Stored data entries

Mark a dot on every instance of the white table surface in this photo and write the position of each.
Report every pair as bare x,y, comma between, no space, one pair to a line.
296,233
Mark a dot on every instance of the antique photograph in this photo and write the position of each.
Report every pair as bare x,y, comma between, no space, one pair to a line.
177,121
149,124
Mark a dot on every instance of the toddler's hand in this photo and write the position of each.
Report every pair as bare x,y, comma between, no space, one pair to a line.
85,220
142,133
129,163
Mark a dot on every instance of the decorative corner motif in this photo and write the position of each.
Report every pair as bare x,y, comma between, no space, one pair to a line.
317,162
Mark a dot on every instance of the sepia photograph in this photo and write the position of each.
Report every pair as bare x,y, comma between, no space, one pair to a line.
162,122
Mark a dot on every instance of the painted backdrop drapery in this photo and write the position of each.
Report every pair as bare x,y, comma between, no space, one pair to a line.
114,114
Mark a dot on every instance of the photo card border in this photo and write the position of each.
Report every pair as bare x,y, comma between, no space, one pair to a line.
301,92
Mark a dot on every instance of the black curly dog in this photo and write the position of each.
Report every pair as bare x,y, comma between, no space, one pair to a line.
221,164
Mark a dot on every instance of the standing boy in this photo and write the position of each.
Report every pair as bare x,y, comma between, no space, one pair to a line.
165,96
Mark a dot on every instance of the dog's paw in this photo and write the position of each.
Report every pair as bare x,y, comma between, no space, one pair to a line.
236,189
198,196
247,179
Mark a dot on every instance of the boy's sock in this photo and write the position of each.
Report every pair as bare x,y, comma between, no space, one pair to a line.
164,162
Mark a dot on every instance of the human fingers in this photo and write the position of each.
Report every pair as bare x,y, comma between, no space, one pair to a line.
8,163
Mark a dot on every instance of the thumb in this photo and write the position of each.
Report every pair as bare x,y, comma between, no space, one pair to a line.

TASK DETAILS
Quote, with nothing altered, all lines from the start of the entries to the line that carries "Mark a dot on every instance of the black", inclusive.

EXERCISE OUTPUT
Mark a dot on every instance of the white table surface in this photo and write the position of each.
Report every pair as bare x,y, comma between, no space, one pair to a line.
296,233
Mark a dot on every instance of the antique photograph in this photo and write the position of each.
Report every pair as bare x,y, comma between, no space, one pair to a line.
177,121
149,124
Mark a dot on every instance of the toddler's hand in this photo and write the position of each.
Report every pair as bare x,y, comma between, no space, one pair to a line.
85,220
142,133
129,163
Mark a dot on every instance of the decorative corner motif in this photo and write the position of each.
Report every pair as bare x,y, comma between, no space, one pair to a line.
317,162
Mark a dot on every instance of the sepia photograph in this photo and write the position of each.
Report every pair as bare x,y, comma between, no space, one pair to a line.
162,122
Mark a dot on every instance of the painted backdrop drapery in this photo and write the position of each.
Report every pair as bare x,y, comma between, no space, one pair to a line.
114,114
Mark a dot on every instance of the photo card border in this photo and write the position of each.
Report every pair as bare x,y, comma between, no space, one pair to a line.
301,92
Mark a dot on every instance of the black curly dog in this photo and write the position of each.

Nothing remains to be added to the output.